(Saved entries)
.....

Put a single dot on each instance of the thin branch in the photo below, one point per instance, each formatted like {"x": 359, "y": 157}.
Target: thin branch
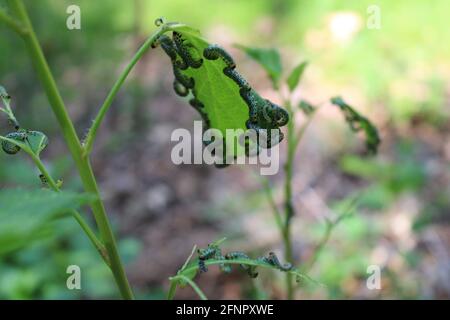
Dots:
{"x": 92, "y": 133}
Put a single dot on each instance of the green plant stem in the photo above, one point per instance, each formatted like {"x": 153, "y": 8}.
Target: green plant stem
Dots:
{"x": 92, "y": 133}
{"x": 82, "y": 163}
{"x": 288, "y": 205}
{"x": 54, "y": 186}
{"x": 189, "y": 270}
{"x": 194, "y": 286}
{"x": 11, "y": 23}
{"x": 272, "y": 203}
{"x": 77, "y": 216}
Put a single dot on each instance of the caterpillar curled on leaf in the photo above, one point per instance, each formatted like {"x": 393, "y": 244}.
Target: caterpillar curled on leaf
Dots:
{"x": 11, "y": 148}
{"x": 237, "y": 78}
{"x": 185, "y": 50}
{"x": 44, "y": 181}
{"x": 199, "y": 106}
{"x": 251, "y": 270}
{"x": 159, "y": 21}
{"x": 208, "y": 253}
{"x": 202, "y": 266}
{"x": 186, "y": 81}
{"x": 214, "y": 52}
{"x": 251, "y": 103}
{"x": 179, "y": 89}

.....

> _Instructions for the task_:
Reproduce all of the items above word for word, leaving out the pictures.

> _Solution for this task_:
Put a single dot on each instance of the thin branch in the photo below, one point per instance, each formatted like {"x": 359, "y": 157}.
Target: thin branch
Dots:
{"x": 92, "y": 133}
Put a single dot on each instance of the green plant stem in the photo above, one point per instance, each formatted like {"x": 153, "y": 8}.
Target: green plant stem
Dots:
{"x": 92, "y": 133}
{"x": 82, "y": 163}
{"x": 288, "y": 205}
{"x": 54, "y": 186}
{"x": 189, "y": 270}
{"x": 194, "y": 286}
{"x": 11, "y": 23}
{"x": 272, "y": 203}
{"x": 77, "y": 216}
Put a single dot on each instance of the caterpillar curled on leaf in the photo above, one point per instance, each formatted like {"x": 393, "y": 244}.
Target: caterpillar curled on leaf
Dots:
{"x": 11, "y": 148}
{"x": 237, "y": 78}
{"x": 185, "y": 50}
{"x": 44, "y": 181}
{"x": 199, "y": 106}
{"x": 251, "y": 270}
{"x": 159, "y": 21}
{"x": 208, "y": 253}
{"x": 202, "y": 266}
{"x": 186, "y": 81}
{"x": 214, "y": 52}
{"x": 251, "y": 103}
{"x": 179, "y": 89}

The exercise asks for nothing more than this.